**Required task A**:
Edit the passage about Cicero's death from the words "When the deed" through the words "to his head.", and replace "centurion" with "soldier".
**Required task B**:
Translate this sentence from the passage about Cicero's death into Spanish: "He ordered them back and calmly offered himself to a centurion."

**Passage shown**:
▬▬▬▬▬▬

Somewhere outside Formia, along the Appian way, Cicero was caught while trying to flee a villa. He was probably making for the port at Formia, where he could catch a ship and escape the Italian peninsula. In another version of the story, he had already been aboard a ship, but bad weather had made an escape impossible, and he had asked the sailors to put him back on the land.

Either way, Cicero knew the game was up. He didn’t want to endanger the servants who tried to protect him. He ordered them back and calmly offered himself to a centurion. 

“There is nothing proper about what you do,” he told the soldier, “but please try to do it properly.”

When the deed was done, the centurion cut off Cicero's head and both of his hands. These grisly trophies were displayed on the rostrum in the Roman Forum. Cicero's tongue, which had spoken eloquently against injustice, was pierced with spikes. The hands, which had written about freedom, were nailed down next to his head.

▬▬▬▬▬▬

**Given information**:

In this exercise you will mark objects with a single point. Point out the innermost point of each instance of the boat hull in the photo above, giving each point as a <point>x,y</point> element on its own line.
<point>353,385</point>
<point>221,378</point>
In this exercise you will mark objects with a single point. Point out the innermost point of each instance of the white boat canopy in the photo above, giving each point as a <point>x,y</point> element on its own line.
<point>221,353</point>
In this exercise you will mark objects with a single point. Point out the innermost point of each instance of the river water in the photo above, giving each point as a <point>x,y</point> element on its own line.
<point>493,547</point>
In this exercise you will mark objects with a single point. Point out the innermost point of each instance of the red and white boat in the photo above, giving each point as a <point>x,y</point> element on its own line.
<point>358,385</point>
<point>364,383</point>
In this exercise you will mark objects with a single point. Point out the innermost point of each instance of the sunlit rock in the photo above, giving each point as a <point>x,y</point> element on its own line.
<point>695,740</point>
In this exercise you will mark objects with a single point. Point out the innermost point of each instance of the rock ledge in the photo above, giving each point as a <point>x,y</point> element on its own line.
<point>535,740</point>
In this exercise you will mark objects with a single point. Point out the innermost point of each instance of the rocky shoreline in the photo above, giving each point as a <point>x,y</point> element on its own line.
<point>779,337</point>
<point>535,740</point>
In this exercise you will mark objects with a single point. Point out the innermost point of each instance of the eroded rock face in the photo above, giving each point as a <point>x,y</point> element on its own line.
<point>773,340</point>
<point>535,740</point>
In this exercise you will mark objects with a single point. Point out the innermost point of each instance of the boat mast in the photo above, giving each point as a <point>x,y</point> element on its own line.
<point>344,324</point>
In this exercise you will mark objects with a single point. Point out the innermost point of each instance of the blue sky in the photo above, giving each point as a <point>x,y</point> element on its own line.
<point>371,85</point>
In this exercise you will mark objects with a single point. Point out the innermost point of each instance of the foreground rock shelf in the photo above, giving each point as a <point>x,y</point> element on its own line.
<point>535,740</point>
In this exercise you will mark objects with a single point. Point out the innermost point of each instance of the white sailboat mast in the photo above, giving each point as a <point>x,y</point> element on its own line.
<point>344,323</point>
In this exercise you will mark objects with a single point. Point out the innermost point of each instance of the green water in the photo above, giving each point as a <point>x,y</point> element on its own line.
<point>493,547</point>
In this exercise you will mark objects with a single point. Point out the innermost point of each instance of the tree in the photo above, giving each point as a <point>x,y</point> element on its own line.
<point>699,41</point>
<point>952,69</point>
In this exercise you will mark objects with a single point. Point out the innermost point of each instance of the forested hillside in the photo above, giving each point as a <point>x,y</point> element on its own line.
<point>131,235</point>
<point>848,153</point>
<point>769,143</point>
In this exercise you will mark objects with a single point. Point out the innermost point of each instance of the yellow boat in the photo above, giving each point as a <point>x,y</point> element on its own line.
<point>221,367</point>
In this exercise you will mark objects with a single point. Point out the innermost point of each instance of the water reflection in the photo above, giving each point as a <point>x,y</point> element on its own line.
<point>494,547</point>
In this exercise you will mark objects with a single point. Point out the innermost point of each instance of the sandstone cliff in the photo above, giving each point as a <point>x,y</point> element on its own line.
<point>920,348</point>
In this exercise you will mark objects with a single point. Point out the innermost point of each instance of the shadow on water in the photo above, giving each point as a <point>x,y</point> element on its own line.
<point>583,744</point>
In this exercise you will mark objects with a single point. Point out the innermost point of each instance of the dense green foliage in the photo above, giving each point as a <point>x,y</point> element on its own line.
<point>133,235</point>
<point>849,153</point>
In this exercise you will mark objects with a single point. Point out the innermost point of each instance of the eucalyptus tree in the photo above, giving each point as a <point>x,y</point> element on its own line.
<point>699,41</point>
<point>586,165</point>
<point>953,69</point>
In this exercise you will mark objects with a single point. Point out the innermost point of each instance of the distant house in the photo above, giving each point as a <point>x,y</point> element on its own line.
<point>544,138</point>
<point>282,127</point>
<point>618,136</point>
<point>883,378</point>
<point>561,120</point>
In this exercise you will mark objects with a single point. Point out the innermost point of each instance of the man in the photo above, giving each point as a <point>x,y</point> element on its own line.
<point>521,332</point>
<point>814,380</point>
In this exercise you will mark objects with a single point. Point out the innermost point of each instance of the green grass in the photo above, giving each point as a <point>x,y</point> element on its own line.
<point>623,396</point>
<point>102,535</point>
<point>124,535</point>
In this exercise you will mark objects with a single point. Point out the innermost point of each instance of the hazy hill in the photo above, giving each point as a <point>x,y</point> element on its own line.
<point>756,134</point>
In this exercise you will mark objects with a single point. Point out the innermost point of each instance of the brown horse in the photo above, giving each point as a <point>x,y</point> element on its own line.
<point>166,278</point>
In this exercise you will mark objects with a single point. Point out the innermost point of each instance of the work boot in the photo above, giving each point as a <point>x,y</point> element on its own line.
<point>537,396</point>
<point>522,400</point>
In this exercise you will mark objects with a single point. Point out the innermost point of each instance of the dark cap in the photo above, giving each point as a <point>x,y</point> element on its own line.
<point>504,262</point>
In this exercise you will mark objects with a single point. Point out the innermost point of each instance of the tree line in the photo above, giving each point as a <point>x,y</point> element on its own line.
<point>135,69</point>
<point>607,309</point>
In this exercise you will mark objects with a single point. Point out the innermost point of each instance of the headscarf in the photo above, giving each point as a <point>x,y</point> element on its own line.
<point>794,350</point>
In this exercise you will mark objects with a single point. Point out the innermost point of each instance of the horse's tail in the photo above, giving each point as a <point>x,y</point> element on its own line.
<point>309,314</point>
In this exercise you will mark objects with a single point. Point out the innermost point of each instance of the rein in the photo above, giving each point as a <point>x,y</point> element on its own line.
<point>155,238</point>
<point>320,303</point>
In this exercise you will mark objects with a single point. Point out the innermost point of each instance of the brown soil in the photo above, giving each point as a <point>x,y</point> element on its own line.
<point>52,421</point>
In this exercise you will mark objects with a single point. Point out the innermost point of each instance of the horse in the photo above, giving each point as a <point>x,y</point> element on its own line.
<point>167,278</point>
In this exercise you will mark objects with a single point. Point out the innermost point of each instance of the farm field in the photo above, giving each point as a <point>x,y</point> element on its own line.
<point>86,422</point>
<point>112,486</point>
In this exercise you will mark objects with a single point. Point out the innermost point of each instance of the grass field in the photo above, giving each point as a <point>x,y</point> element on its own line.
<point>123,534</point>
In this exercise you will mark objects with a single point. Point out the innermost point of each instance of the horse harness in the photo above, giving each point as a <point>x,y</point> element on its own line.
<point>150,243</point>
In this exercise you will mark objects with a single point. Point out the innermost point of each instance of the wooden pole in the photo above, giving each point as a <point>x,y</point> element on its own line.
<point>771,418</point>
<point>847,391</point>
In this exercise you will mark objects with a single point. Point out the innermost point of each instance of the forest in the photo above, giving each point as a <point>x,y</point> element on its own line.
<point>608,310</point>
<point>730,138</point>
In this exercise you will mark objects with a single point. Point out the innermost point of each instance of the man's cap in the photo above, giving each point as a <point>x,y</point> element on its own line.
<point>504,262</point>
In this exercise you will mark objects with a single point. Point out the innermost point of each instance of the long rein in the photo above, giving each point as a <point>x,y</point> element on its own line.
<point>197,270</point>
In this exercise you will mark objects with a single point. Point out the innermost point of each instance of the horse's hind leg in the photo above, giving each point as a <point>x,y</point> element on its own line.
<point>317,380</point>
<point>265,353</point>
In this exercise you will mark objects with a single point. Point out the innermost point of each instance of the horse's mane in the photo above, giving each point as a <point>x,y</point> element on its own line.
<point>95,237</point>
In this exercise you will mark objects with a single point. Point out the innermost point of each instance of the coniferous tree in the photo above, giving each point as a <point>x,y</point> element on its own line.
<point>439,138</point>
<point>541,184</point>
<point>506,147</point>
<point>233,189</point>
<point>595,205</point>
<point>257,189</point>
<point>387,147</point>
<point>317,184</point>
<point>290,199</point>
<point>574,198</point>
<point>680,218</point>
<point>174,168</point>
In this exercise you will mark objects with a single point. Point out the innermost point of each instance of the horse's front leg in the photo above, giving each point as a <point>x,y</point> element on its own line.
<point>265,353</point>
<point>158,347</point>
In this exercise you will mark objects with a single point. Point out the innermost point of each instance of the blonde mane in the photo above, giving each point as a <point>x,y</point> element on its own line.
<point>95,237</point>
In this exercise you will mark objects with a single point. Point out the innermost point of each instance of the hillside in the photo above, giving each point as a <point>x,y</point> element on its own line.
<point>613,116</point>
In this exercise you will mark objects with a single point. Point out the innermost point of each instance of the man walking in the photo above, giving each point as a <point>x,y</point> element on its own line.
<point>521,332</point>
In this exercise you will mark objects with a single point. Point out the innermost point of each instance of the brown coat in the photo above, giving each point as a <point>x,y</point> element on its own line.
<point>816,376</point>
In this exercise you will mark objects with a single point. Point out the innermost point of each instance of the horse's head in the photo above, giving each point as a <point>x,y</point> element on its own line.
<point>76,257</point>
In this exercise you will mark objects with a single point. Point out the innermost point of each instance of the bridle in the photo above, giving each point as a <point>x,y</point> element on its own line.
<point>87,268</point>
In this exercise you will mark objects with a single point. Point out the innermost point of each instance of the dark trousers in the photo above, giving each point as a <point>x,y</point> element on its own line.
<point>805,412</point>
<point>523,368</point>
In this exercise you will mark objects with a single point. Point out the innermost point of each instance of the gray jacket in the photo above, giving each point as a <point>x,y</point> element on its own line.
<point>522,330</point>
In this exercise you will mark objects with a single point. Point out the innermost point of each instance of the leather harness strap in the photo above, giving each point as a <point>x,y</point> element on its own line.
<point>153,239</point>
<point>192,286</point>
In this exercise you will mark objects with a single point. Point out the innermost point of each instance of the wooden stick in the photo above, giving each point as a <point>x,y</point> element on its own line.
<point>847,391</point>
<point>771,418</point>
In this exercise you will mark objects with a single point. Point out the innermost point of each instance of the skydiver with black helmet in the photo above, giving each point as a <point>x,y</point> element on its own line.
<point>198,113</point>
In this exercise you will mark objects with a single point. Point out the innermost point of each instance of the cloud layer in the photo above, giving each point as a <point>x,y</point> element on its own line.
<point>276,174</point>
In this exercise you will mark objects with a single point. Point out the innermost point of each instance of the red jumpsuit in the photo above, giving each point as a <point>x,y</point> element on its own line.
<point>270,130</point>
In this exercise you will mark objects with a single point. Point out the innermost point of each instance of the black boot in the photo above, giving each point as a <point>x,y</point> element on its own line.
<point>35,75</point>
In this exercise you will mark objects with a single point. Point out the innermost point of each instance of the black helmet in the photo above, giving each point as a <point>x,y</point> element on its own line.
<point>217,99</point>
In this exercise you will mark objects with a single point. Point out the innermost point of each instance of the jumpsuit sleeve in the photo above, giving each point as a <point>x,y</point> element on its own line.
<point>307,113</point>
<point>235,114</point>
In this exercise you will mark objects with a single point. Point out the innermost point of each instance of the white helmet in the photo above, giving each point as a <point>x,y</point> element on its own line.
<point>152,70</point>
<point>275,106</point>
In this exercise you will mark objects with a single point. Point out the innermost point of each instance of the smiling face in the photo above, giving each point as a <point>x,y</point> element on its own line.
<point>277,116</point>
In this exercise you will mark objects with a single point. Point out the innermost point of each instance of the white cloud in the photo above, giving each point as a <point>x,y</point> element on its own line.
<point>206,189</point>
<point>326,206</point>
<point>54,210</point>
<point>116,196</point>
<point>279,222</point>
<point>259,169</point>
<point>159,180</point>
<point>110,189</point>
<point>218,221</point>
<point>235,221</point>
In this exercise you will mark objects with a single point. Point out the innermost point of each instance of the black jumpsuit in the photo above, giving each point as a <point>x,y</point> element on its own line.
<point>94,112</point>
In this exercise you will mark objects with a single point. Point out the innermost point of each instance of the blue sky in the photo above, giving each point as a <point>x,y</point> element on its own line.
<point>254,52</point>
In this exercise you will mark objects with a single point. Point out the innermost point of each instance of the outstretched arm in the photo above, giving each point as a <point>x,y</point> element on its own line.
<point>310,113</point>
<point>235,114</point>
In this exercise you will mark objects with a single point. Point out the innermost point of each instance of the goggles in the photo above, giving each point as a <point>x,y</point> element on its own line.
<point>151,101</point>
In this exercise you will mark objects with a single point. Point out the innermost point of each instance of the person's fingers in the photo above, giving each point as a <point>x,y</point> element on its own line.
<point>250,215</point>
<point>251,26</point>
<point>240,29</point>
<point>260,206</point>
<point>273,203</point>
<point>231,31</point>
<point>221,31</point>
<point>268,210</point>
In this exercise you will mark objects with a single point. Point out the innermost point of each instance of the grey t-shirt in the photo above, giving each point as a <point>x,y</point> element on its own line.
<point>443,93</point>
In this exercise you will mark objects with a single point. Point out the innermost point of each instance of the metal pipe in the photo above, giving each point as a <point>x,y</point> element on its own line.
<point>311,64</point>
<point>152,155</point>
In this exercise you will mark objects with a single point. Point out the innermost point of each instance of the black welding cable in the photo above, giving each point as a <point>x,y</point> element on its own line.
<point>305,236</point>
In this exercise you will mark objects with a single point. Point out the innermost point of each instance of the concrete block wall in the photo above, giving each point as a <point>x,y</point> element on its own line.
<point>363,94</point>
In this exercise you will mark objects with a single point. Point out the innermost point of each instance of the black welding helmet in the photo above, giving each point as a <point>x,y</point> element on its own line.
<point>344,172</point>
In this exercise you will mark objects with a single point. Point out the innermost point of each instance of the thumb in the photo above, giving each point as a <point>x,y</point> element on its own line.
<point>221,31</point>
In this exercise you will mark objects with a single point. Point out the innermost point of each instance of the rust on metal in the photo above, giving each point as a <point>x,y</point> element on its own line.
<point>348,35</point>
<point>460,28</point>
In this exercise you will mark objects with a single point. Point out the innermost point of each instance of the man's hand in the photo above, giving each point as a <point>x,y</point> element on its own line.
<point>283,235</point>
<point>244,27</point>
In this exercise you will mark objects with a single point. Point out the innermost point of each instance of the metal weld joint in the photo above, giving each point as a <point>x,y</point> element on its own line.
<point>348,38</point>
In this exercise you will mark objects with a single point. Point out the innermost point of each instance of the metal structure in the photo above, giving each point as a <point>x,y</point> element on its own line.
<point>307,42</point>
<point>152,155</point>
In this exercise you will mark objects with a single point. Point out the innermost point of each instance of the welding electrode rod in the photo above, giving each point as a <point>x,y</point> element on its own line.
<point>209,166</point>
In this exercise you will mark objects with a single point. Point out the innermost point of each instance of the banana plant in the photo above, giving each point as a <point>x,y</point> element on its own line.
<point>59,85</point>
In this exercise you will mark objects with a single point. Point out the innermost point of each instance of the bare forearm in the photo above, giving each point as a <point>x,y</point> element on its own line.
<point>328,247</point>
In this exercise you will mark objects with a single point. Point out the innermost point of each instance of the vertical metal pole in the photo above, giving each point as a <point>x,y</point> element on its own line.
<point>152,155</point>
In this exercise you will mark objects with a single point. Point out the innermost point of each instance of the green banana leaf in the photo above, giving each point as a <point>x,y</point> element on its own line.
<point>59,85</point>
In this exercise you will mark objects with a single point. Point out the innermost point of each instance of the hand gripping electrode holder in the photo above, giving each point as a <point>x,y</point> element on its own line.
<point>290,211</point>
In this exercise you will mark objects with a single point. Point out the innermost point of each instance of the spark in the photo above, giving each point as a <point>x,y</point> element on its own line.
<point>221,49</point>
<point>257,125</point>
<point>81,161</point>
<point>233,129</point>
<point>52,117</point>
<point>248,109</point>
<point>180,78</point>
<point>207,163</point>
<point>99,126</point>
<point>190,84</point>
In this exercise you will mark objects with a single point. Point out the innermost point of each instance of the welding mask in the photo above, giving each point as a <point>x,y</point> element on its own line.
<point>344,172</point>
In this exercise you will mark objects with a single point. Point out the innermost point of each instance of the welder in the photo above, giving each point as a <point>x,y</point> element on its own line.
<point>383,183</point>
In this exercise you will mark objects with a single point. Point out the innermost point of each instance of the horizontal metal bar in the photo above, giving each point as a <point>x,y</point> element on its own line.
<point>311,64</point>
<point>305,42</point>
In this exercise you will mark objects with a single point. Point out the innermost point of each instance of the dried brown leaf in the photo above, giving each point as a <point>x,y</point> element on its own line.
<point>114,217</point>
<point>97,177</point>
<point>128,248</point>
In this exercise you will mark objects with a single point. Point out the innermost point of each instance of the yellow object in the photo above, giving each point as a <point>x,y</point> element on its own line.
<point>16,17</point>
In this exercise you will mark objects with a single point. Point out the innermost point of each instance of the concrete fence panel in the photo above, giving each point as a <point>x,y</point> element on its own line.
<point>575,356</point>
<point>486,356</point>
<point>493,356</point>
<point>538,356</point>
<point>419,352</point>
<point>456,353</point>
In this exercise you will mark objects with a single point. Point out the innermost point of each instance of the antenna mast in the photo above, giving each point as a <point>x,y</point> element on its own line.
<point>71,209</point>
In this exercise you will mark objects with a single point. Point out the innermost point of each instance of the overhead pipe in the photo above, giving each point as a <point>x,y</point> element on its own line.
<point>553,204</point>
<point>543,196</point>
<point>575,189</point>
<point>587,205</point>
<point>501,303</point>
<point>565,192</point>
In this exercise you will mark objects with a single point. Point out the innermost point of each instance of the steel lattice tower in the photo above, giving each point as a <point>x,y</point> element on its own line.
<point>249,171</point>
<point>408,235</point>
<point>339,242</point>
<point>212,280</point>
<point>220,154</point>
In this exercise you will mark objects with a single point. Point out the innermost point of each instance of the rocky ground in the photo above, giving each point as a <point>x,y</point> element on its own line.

▬▬▬▬▬▬

**Right answer A**:
When the deed was done, the soldier cut off Cicero's head and both of his hands. These grisly trophies were displayed on the rostrum in the Roman Forum. Cicero's tongue, which had spoken eloquently against injustice, was pierced with spikes. The hands, which had written about freedom, were nailed down next to his head.

**Right answer B**:
Les ordenó que se retiraran y se entregó con calma a un centurión.